**MATERIAL TO PROCESS:**

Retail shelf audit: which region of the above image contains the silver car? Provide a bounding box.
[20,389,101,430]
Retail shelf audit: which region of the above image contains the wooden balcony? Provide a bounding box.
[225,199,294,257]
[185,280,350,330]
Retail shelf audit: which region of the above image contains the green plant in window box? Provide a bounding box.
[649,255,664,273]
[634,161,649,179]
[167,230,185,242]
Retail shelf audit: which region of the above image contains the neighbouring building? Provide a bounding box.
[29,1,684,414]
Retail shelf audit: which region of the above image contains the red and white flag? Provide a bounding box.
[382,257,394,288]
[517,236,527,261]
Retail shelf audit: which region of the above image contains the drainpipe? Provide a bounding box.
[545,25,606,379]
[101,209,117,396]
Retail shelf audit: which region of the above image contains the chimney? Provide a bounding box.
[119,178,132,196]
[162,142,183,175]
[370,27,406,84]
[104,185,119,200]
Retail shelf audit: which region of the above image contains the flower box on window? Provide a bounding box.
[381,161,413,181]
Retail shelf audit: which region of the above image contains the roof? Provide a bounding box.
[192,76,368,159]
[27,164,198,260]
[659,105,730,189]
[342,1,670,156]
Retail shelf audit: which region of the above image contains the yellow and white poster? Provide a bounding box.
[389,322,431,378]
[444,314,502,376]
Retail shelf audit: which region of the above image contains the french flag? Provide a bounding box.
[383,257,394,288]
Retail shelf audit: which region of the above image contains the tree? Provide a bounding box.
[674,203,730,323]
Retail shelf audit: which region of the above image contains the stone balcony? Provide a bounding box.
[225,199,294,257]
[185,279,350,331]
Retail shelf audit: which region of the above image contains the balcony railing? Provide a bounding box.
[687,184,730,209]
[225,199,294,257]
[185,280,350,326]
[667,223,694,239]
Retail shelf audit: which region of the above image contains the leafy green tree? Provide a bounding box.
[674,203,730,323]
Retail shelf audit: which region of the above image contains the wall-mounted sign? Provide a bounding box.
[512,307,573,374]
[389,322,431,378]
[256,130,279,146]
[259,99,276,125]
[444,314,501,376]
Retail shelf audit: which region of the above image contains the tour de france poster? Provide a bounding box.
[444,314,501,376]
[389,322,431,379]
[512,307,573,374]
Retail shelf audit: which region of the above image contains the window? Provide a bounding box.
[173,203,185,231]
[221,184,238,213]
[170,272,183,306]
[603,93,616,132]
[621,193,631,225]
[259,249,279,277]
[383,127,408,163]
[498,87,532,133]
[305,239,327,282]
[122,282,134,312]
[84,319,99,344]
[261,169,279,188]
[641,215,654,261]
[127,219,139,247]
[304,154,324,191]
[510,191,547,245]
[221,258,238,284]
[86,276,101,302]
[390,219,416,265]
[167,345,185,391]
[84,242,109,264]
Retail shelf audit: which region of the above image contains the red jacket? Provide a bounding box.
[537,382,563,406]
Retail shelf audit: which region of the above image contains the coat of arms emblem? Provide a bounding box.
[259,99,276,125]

**WORK REQUIRED:**
Rewrite all the rows above, substituting "rectangular region" for each occurrence of "bounding box" and keeping every other word unchanged.

**ANSWER TO THE TASK:**
Retail shelf audit: which region of the above image contains the silver car? Provide a rectangular region.
[20,389,101,430]
Retail shelf audit: which region of the above image contains the wooden balcony? Provide a rectangular region.
[225,199,294,257]
[185,280,350,330]
Retail shelf audit: which region of the above image contains the green plant in window box? Provide a rectangular region.
[649,255,664,273]
[634,161,649,179]
[167,230,185,242]
Retail shelf audit: which region of the above image contains the neighbouring building? Provide a rectangular region.
[29,1,684,414]
Retail shelf audit: which region of the above image contains the red and white flag? Provide a rectangular region.
[382,257,394,288]
[517,236,527,261]
Retail shelf audit: which region of the above image contains the drainpipe? Provide a rectangular region.
[545,25,606,379]
[101,209,117,396]
Retail shelf audit: which region of the above image contains the chimney? Provide a rectangular region.
[119,178,132,196]
[162,142,183,175]
[370,27,406,84]
[104,185,119,200]
Retail shelf audit: which region of the above image contains the flower box on window? Provide a rectangular region.
[381,161,413,181]
Retail shelf audit: which region of the above image contains the roof? Provide a rectangular region.
[192,76,368,159]
[27,164,198,260]
[659,105,730,189]
[342,1,670,156]
Retail shelf audit: which region of the above image contains the yellow and white poster? Provide a rectangular region.
[389,322,431,378]
[444,314,502,376]
Retail shelf audit: which region of the above image contains the french flag? Provide a rectangular region.
[383,257,394,288]
Retail shelf audit: which region of the above image contains the tree? Provide a rectangular region.
[674,203,730,323]
Retail shelf audit: which region of the above image contains the stone balcony? Provide a rectangular region.
[225,199,294,257]
[185,279,350,331]
Retail shelf audit: which region of the above image contains the balcony railing? Provide a rectangular region.
[687,184,730,209]
[225,199,294,257]
[185,280,350,326]
[667,223,694,239]
Retail shelf audit: which region of the above image contains the leafy green tree? Provide a rectangular region.
[674,203,730,323]
Retail shelf audit: which region of the above image contains the wall-mounted sign? Provide a rectangular region.
[512,307,573,374]
[389,322,431,378]
[256,130,279,146]
[259,99,276,125]
[444,314,501,376]
Retail shelf audit: which region of the above image contains the tour de france poster? Provide a rectangular region.
[444,314,501,376]
[389,322,431,379]
[512,307,573,374]
Retail shelf audit: which region of the above image contains the window? Provide a rectangular region.
[173,203,185,231]
[221,184,238,213]
[170,272,183,306]
[603,93,616,132]
[621,193,631,225]
[259,249,279,277]
[383,127,408,163]
[498,87,532,133]
[305,239,327,282]
[122,282,134,312]
[84,319,99,344]
[261,169,279,188]
[641,215,654,261]
[127,219,139,247]
[304,154,324,191]
[510,191,547,245]
[221,258,238,284]
[86,276,101,302]
[390,219,416,265]
[167,345,185,391]
[84,242,109,264]
Retail shelf audit: which region of the above image contains the red jacket? Provide a rectangular region.
[537,382,563,406]
Retail shelf audit: which region of the above image contains the coat of arms emblem? Provide a rectangular region.
[259,99,276,125]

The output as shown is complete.